▶ [Work task 1]
List the local reactions that the passage on optional vaccines names as possible side effects.
▶ [Work task 2]
Write what follows the last sentence of the passage on optional vaccines.

▶ [Page extract]
Optional Vaccines

There are deadly diseases out there. The good news is, you can protect your child by vaccinating her – a list of mandatory vaccinations recommended by The Ministry of Health and the Malaysian Paediatric Association ensures this.

But this is not all. Did you know there are optional vaccines you can consider? You might be wondering why these are necessary when your child has already received her standard early childhood vaccinations. Well, here are answers to the questions parents commonly ask: “Why should I consider optional vaccines?” Optional vaccines have been shown to be a safe and effective method to protect your child from unnecessary suffering and the risk of complications from seemingly innocuous diseases.

What Are My Options?

“Are there any side effects?”

There are risks in even the most routine of activities. We eat breakfast even though 200 people die annually from food stuck in their windpipe. Similarly, the benefits of vaccination far outweigh the risks. Side effects, if any, will mainly be local reactions such as pain, tenderness and swelling at the injection site. Systemic side effects are rare, and are usually a low grade fever.

“Is there a maximum to the number of vaccines my child can receive?”

An infant’s immune system has an enormous capacity to respond to multiple vaccines as well as to the many germs in the environment. Current scientific evidence does NOT support the notion that multiple vaccines overwhelm, weaken or use up the immune system.

Stored records
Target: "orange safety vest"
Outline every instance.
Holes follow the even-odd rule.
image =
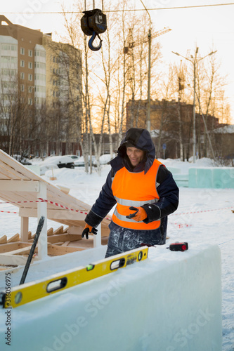
[[[131,206],[140,207],[159,200],[156,178],[161,164],[161,162],[155,159],[145,174],[144,171],[139,173],[129,172],[125,167],[117,171],[112,184],[112,193],[117,202],[112,216],[115,223],[125,228],[140,230],[152,230],[160,226],[160,220],[146,224],[142,220],[136,222],[132,218],[126,218],[126,216],[134,212],[129,210]]]

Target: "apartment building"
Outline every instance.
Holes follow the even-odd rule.
[[[51,33],[14,25],[0,15],[1,81],[5,82],[4,87],[9,87],[9,81],[13,84],[14,77],[20,96],[27,98],[30,105],[45,102],[53,105],[58,99],[67,98],[69,79],[62,78],[61,55],[64,58],[72,50],[81,60],[80,50],[53,42]],[[72,76],[72,69],[68,74]],[[80,84],[81,74],[80,72]]]
[[[53,41],[51,33],[44,34],[39,29],[13,24],[0,15],[0,136],[5,140],[0,143],[1,148],[6,152],[15,149],[16,144],[22,144],[22,139],[27,141],[32,138],[33,128],[35,138],[34,126],[41,118],[37,110],[42,107],[47,109],[51,126],[56,125],[59,129],[54,133],[56,140],[53,143],[58,145],[60,143],[66,144],[67,140],[77,141],[74,125],[82,103],[81,63],[81,50]],[[70,106],[73,111],[70,111]],[[60,125],[53,120],[53,114]],[[19,134],[17,128],[11,129],[11,124],[12,126],[13,119],[15,122],[16,118],[24,119],[23,124],[20,121],[19,124],[27,126],[23,133],[20,129],[20,143],[16,141]],[[18,131],[20,128],[21,126]],[[13,133],[15,145],[11,149],[8,144],[14,139],[11,138]],[[41,146],[37,147],[37,150],[39,149]],[[59,146],[57,152],[61,150]]]

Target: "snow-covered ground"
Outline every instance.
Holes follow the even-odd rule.
[[[181,173],[188,172],[194,167],[211,167],[212,162],[208,159],[197,160],[196,164],[181,162],[178,160],[160,160],[168,167],[181,169]],[[103,166],[101,176],[94,168],[92,174],[86,174],[84,167],[75,169],[56,169],[53,180],[54,185],[64,185],[70,189],[70,194],[86,204],[92,205],[110,167]],[[47,181],[51,171],[43,176]],[[222,293],[223,293],[223,351],[234,350],[234,189],[191,189],[180,188],[180,203],[176,212],[169,218],[167,244],[176,241],[188,241],[188,245],[195,243],[216,244],[222,256]],[[0,211],[17,211],[8,204],[1,204]],[[48,220],[48,228],[54,229],[60,225]],[[0,237],[6,234],[11,237],[19,232],[20,218],[13,213],[1,213]],[[30,220],[30,230],[37,227],[37,219]],[[199,286],[197,286],[199,289]],[[195,351],[195,350],[194,350]]]

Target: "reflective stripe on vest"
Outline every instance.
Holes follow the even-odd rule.
[[[126,218],[126,216],[134,212],[129,210],[131,206],[140,207],[157,202],[160,197],[156,189],[156,178],[161,164],[155,159],[146,174],[144,171],[129,172],[125,167],[116,173],[112,184],[113,195],[117,202],[112,216],[115,223],[120,227],[140,230],[152,230],[160,226],[160,220],[146,224]]]

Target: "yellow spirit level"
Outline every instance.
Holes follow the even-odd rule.
[[[8,289],[0,293],[0,305],[4,308],[16,307],[51,293],[67,289],[89,280],[98,278],[134,262],[148,258],[148,247],[142,247],[97,261],[86,267],[80,267],[51,276],[46,280],[30,282]]]

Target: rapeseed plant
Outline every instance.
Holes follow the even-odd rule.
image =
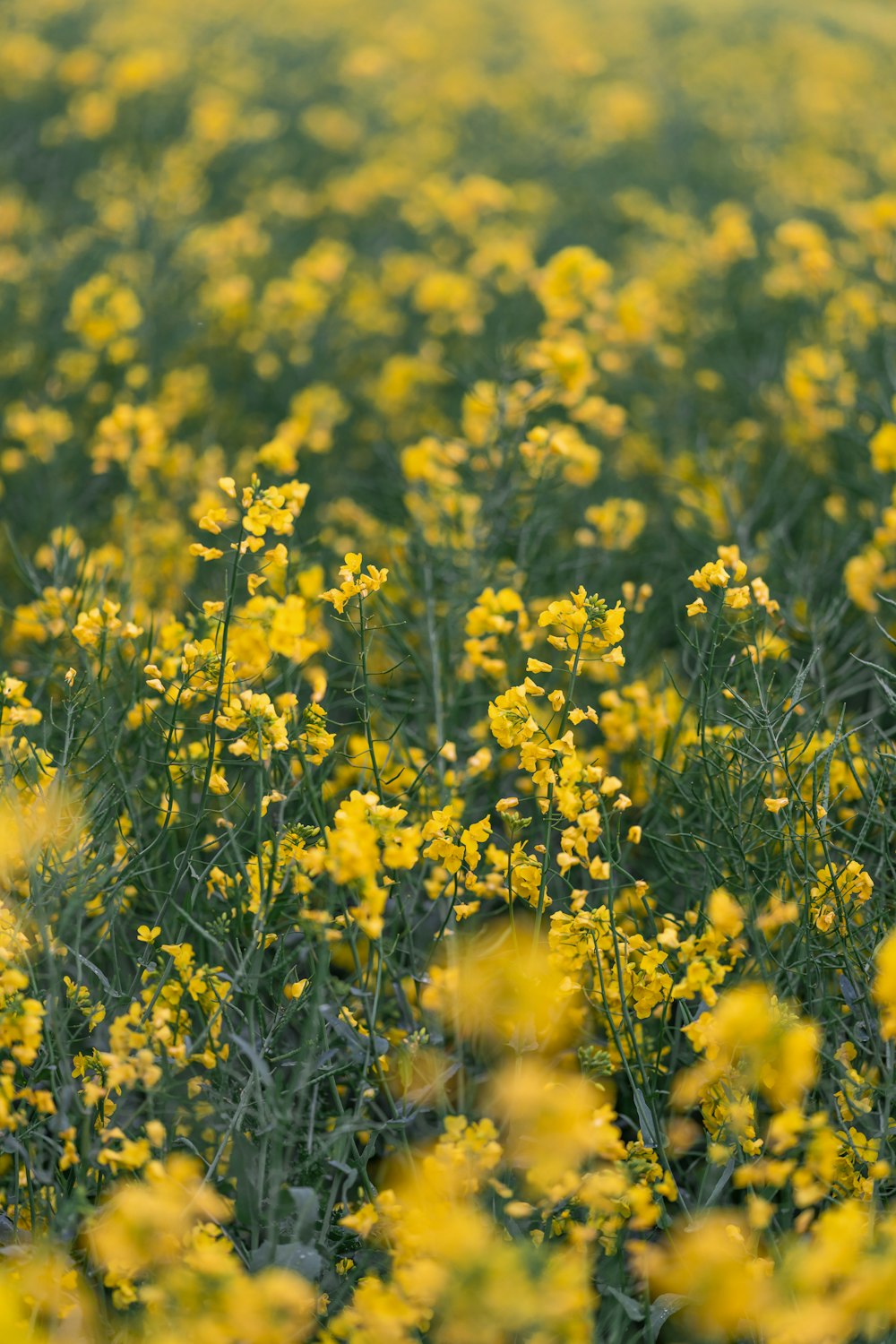
[[[896,1339],[893,50],[8,0],[9,1339]]]

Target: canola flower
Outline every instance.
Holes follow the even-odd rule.
[[[884,0],[9,0],[0,1324],[896,1333]]]

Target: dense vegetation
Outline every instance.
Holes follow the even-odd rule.
[[[7,0],[0,1322],[896,1337],[896,11]]]

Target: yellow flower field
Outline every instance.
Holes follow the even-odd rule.
[[[895,59],[3,5],[4,1340],[896,1340]]]

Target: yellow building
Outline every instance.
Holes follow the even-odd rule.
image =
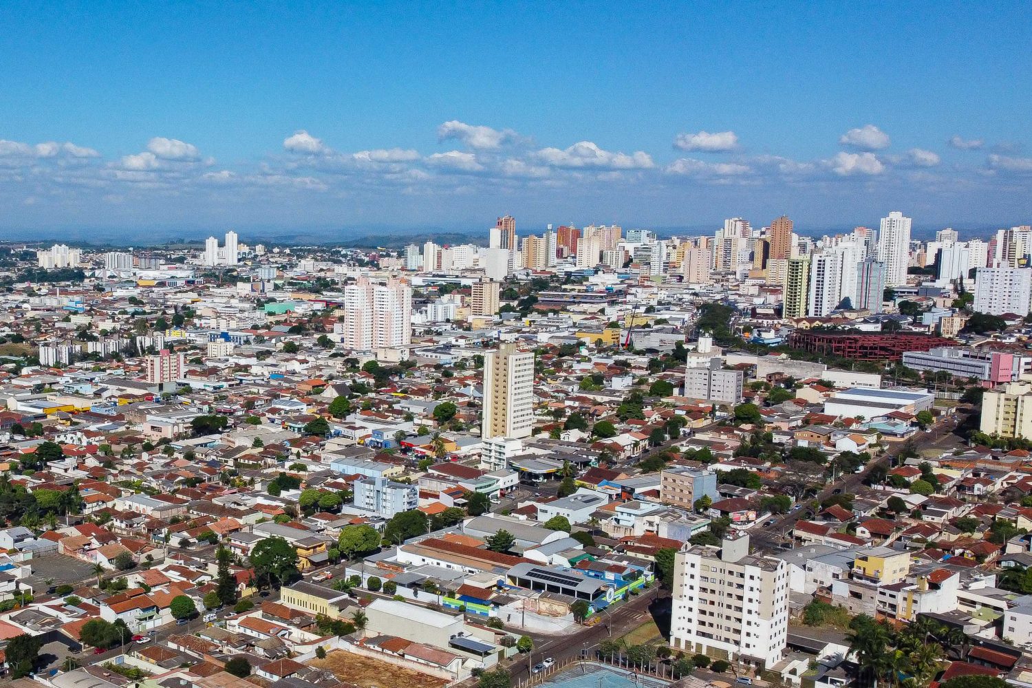
[[[852,577],[879,585],[892,585],[910,572],[910,555],[888,547],[869,547],[857,553]]]

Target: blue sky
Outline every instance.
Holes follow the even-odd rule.
[[[1028,5],[6,3],[0,231],[1032,218]]]

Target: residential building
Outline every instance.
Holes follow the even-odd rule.
[[[674,558],[670,645],[770,668],[788,637],[788,566],[749,554],[749,536],[696,546]]]
[[[416,509],[419,505],[419,490],[415,485],[394,483],[386,478],[364,478],[355,481],[354,503],[358,509],[389,519]]]
[[[476,282],[470,295],[470,315],[496,316],[502,285],[493,280]]]
[[[1026,316],[1032,310],[1032,268],[980,267],[975,272],[976,313]]]
[[[784,284],[784,318],[806,317],[806,299],[810,280],[810,258],[789,258]]]
[[[981,397],[979,429],[1001,437],[1032,438],[1032,385],[1007,383]]]
[[[691,511],[696,500],[703,496],[716,501],[716,473],[712,470],[696,470],[685,466],[664,469],[659,477],[659,499],[673,506]]]
[[[885,287],[906,284],[910,261],[910,218],[893,210],[881,219],[878,232],[878,260],[885,264]]]
[[[480,436],[529,437],[534,429],[534,352],[504,343],[484,356]]]

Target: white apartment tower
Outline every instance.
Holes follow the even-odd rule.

▶ [Reply 1]
Pain, tenderness and swelling at the injection site.

▶ [Reply 2]
“But aren’t optional vaccines costly?”

All of the vaccines in our national immunisation schedule are cost beneficial. For example: for every ringgit we spend on the Hib (Haemophilus influenzae b) vaccine, we save RM3. This is possible because of the universal and widespread use of the vaccine, enabling a drop in the cost of the vaccine. The newer vaccines are relatively more expensive.

“These optional vaccines are obviously effective. But why then are they not included in the mandatory vaccines list?”

Most of the new vaccines such as Hepatitis B, MMR (Measles, Mumps & Rubella) and Hib, when first introduced in the country, were prescribed in the private health sector. Their proven efficacy, safety and later, decrease in prices, enabled them to be included into the Ministry of Health’s immunisation schedule after a careful “Health Technology Assessment”.